**WHAT TO WORK ON**
Reproduce all entries word for word.

**INPUT FOR THIS TASK**
........
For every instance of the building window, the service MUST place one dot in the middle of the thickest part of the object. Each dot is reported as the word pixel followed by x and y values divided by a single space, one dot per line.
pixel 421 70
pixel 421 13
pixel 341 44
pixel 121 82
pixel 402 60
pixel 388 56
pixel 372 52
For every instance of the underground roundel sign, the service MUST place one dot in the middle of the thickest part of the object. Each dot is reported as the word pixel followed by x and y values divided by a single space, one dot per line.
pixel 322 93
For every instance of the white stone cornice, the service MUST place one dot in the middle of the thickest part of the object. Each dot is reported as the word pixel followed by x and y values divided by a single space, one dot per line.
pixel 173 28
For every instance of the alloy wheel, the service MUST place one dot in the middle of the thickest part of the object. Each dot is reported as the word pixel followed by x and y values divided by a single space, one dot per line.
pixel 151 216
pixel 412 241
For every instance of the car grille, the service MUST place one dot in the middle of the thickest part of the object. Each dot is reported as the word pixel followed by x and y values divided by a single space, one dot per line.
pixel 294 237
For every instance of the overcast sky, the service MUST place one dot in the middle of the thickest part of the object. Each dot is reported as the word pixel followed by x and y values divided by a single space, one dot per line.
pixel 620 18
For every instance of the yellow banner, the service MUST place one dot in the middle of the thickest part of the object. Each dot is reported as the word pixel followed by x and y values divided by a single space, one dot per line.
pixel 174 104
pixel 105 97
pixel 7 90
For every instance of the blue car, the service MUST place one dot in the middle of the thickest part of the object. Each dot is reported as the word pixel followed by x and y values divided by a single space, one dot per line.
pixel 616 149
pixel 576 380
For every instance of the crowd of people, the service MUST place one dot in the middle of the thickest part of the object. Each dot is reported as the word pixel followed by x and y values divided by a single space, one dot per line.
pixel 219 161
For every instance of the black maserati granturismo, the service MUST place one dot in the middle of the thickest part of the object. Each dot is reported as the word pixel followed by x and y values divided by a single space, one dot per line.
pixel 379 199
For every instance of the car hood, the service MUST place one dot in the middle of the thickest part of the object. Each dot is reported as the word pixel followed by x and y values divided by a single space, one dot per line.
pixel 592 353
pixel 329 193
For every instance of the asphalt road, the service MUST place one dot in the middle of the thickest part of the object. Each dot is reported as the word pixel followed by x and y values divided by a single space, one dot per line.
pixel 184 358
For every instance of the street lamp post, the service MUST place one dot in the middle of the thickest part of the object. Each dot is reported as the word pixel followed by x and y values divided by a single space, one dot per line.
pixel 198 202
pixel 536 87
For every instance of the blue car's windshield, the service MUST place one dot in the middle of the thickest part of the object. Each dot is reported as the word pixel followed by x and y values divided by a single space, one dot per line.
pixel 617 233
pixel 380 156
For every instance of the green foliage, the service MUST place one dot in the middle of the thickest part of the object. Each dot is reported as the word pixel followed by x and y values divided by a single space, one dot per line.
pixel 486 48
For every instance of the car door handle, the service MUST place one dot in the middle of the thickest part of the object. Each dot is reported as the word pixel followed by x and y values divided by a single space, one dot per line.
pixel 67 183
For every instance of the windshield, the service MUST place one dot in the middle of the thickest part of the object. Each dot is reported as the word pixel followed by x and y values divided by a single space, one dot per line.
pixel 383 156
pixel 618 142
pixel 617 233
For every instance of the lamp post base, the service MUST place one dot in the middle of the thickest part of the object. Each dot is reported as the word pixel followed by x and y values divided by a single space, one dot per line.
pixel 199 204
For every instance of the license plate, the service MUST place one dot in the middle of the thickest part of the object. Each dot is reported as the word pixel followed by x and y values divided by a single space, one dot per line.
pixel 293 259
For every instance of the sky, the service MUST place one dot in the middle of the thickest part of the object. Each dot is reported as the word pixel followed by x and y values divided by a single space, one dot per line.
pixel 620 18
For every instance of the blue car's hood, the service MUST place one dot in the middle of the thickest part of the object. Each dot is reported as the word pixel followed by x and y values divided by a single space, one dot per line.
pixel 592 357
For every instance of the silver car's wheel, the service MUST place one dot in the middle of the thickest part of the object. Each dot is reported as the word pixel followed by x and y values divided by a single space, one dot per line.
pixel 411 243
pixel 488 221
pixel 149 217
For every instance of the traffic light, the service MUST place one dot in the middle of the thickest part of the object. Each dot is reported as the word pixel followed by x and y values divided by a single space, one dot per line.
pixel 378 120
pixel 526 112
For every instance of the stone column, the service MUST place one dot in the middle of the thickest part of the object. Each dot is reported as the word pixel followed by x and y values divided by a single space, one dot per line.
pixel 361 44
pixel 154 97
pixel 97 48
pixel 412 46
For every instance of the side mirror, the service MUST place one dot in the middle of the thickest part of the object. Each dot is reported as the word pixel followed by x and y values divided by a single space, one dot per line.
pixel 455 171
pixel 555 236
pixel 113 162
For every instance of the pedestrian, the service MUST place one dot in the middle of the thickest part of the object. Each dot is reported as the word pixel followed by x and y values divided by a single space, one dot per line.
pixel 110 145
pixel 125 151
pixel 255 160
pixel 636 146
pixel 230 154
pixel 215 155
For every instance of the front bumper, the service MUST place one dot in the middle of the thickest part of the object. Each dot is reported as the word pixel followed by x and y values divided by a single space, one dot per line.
........
**SOLUTION**
For every instance of the building window, the service MUST place one dot in the middle of the thickest part of the object. Each dot is reported as the word pixel followed by x and y values divided by a single space, one dot per line.
pixel 421 70
pixel 421 13
pixel 341 44
pixel 121 82
pixel 402 60
pixel 388 56
pixel 372 52
For every instance of the underground roundel sign, the service MUST place one dot in the middle of the thickest part of the object. Each dot is reported as the word pixel followed by x and y values divided by a single space, one dot per line.
pixel 322 93
For every instance of the white stone cornice, the service MUST place one dot in the middle of the thickest part of the object. Each dot is reported as the word pixel followed by x and y values divided by a single space, one dot per line.
pixel 173 28
For every instance of the alloy wheel, the service MUST place one dot in the middle of the thickest part of the object. Each dot is reported as the word pixel followed by x and y values divided by a single space, one dot per line.
pixel 151 216
pixel 412 241
For every instance of the car grille, the service MUST place one dot in the middle of the thickest part of the object. Each dot is reported as the word pixel followed by x and y values divided by a single space, one dot per line.
pixel 294 237
For every instance of the overcast sky, the service MUST place one dot in the middle of the thickest part of the object. Each dot is reported as the word pixel followed by x and y values divided by a single space, one dot per line.
pixel 620 18
For every instance of the yellow banner, the service MUST place one dot in the middle of the thickest part of the object. Each dot is reported as the word pixel followed by x and y values divided by a single space, one dot per line.
pixel 174 104
pixel 105 97
pixel 7 90
For every instance of the blue car, the service MUST place one dot in the middle of the thickest part of the object. Each dot is reported as the word pixel followed by x and y values divided by a single space, one dot per line.
pixel 616 149
pixel 576 380
For every instance of the crowd of people, the service MUST place one dot in the middle of the thickest part of the object. Each dot is reported as the word pixel followed by x and y values divided by a single space, one dot per line.
pixel 219 161
For every instance of the black maserati granturismo, the service MUST place one dot in the middle of the thickest part of the object. Each dot is reported as the word pixel followed by x and y values divided by a single space, one dot per line.
pixel 379 199
For every instance of the car hood, the service MUST place one dot in the middle of the thickest part of the object. Each dot is reported as the word pixel followed by x and y values divided by a single space, one dot per line.
pixel 592 353
pixel 329 193
For every instance of the asphalt road, the service MUST place one dot in the middle of the thickest part of the object. Each dot is reported as the word pixel followed by x and y values divided by a single space, one dot per line.
pixel 184 358
For every instance of the street lamp post, the service MUST place one dot in the middle of the thickest part of the object. Each dot is reported as the word pixel followed by x and y values divided by a single space, one dot per line.
pixel 198 202
pixel 536 87
For every instance of the blue car's windshield, the service MUST place one dot in the middle of the thickest part of the object. Each dot is reported as the word pixel followed by x and y values divided by a single space, one dot per line.
pixel 617 233
pixel 380 156
For every instance of the green foliage, the service MUST place one dot in the middle of the thickest part of the object. Each dot is reported as the word pixel followed by x and y values divided by a single space, one dot per line.
pixel 486 48
For every instance of the car door handle, the service MUST place one dot in the middle of the thickest part of the object. Each dot is reported as the word pixel followed by x and y values divided by a single space, one dot per line.
pixel 67 183
For every instance of the windshield, the service MUST place one dot in the middle of the thickest part of the object. Each dot is reported as the word pixel followed by x and y values divided by a single space, one dot per line.
pixel 383 156
pixel 618 142
pixel 617 233
For every instance of the lamp post base, the service MUST place one dot in the middle of the thickest part of the object. Each dot is reported as the word pixel followed by x and y values divided by a single space, one dot per line.
pixel 199 204
For every instance of the license plate, the service MUST place one dot in the middle of the thickest part of the object. Each dot is reported as the word pixel followed by x and y values divided by a single space, one dot per line.
pixel 293 259
For every instance of the sky, the service MUST place one dot in the middle of the thickest part of the object. Each dot is reported as the word pixel followed by x and y values divided by a single space, one dot per line.
pixel 620 18
For every instance of the blue car's hood, the service MUST place one dot in the middle of the thickest part of the object. Each dot is reported as the word pixel followed by x and y values divided by a single space, one dot per line.
pixel 592 357
For every instance of the silver car's wheel, the service MUST place one dot in the middle of the thickest part of the object. Each dot is reported as the word pixel followed by x and y values divided by a single space, one dot per line.
pixel 411 243
pixel 488 221
pixel 149 217
For every instance of the traffic light, the service MUST place one dot in the middle of the thickest part of the object. Each dot is reported as the word pixel followed by x and y values divided by a single space, one dot per line.
pixel 378 120
pixel 526 112
For every instance of the stone column, the service MUST place one dot in the middle of the thickest part of the object. Each dot is reported as the word pixel followed by x and y values divided by a single space, one dot per line.
pixel 361 44
pixel 154 97
pixel 97 48
pixel 412 46
For every instance of the side mirror, the service MUST place one dot in the middle of the thickest part of the object. Each dot is reported as the word pixel followed by x and y values divided by a single space, one dot per line.
pixel 455 171
pixel 555 236
pixel 113 162
For every instance of the pedestrian, the service MUST place one dot in the middle of the thickest part of the object. Each dot is reported as the word pixel followed by x and y values divided by a single space, one dot per line.
pixel 110 145
pixel 125 151
pixel 255 160
pixel 636 146
pixel 230 154
pixel 215 155
For every instance of the front bumper, the service MUST place one dot in the middle of the thickest part of the object. Each dot is reported as the word pixel followed by x and y values divided by a single space, one dot per line.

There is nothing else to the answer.